• [MATERIAL FOR THIS TASK]
=======

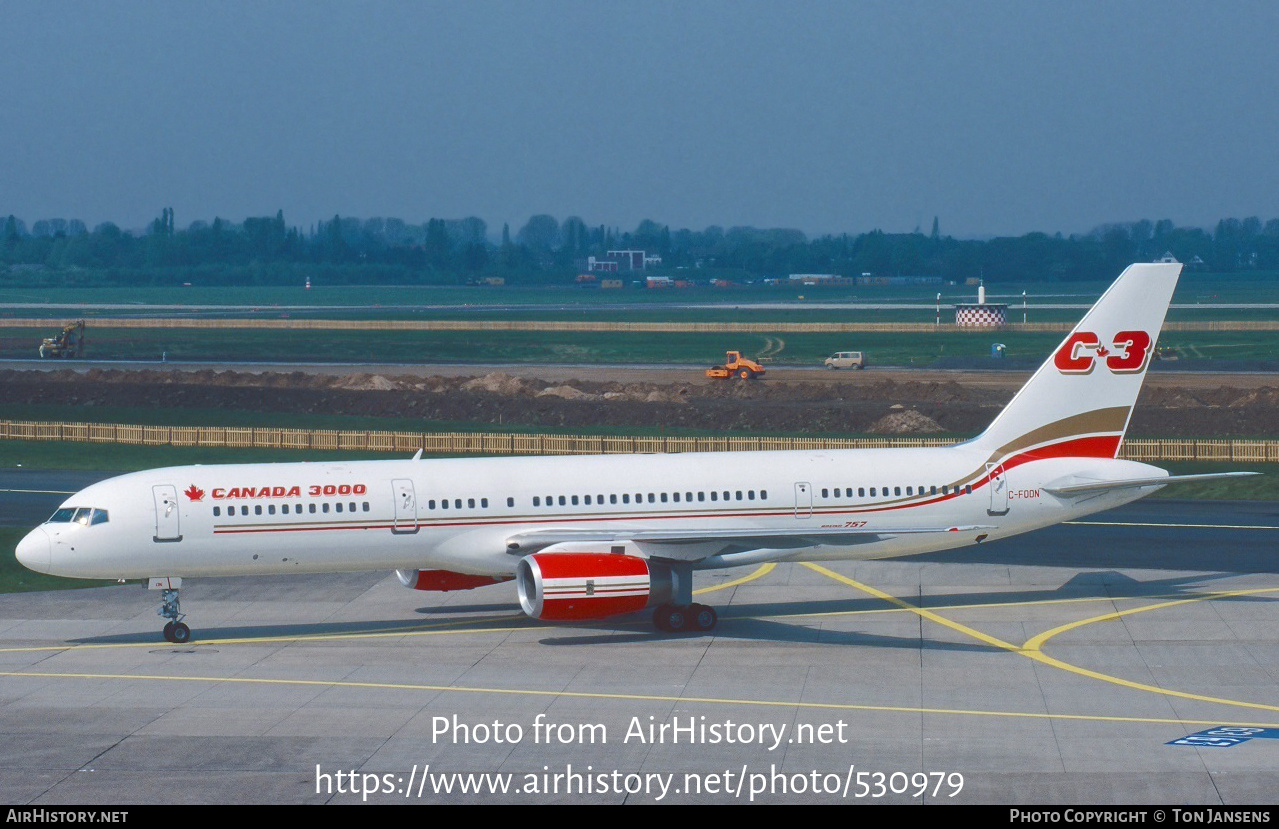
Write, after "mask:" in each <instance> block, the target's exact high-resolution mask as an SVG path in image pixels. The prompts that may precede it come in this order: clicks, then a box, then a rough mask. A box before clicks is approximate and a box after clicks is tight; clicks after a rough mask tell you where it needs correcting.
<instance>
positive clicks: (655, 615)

=======

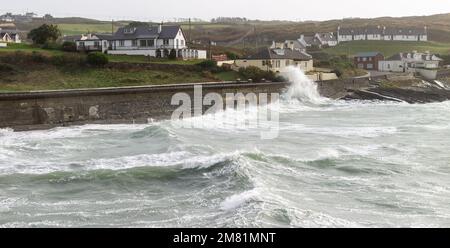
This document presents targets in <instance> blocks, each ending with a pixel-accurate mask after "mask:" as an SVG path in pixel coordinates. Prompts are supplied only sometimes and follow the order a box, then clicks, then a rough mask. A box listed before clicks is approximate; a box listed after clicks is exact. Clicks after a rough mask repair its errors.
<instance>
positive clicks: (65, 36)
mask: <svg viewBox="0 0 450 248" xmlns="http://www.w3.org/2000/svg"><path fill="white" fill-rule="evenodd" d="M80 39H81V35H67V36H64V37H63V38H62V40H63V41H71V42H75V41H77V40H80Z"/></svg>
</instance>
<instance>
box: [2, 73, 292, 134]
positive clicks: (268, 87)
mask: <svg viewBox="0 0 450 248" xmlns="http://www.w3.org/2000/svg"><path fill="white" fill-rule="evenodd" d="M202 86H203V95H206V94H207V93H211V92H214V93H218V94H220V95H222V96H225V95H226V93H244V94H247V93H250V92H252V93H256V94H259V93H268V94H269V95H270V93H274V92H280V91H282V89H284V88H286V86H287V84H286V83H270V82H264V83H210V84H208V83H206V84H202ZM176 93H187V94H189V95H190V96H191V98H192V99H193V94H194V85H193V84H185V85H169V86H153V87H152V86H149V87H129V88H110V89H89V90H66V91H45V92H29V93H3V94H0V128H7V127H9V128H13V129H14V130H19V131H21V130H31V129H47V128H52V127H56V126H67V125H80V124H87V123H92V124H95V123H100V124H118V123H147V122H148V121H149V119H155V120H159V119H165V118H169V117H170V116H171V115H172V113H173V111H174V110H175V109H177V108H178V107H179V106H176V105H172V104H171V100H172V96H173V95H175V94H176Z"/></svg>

=======

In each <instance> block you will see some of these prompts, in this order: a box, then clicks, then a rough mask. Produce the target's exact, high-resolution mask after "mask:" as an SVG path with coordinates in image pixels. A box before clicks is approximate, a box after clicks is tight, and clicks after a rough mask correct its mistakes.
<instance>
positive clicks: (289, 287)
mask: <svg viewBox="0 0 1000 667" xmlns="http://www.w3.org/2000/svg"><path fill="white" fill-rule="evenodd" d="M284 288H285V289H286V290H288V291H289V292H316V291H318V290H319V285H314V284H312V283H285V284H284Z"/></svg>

=======

• [WORK REQUEST] Within the material above, transcribe exactly the lines that run from the line holding "it needs correcting." through the line holding "positive clicks: (655, 615)".

• [RESPONSE]
Write, after "mask:" in each <instance> block, the target's exact high-resolution mask as an SVG path in image pixels. The prompts that may precede it come in this order: clicks, then a box, then a rough mask. A box before clicks is approximate and a box after clicks is tight; clicks after a rough mask tell you where it needs correcting.
<instance>
positive clicks: (655, 615)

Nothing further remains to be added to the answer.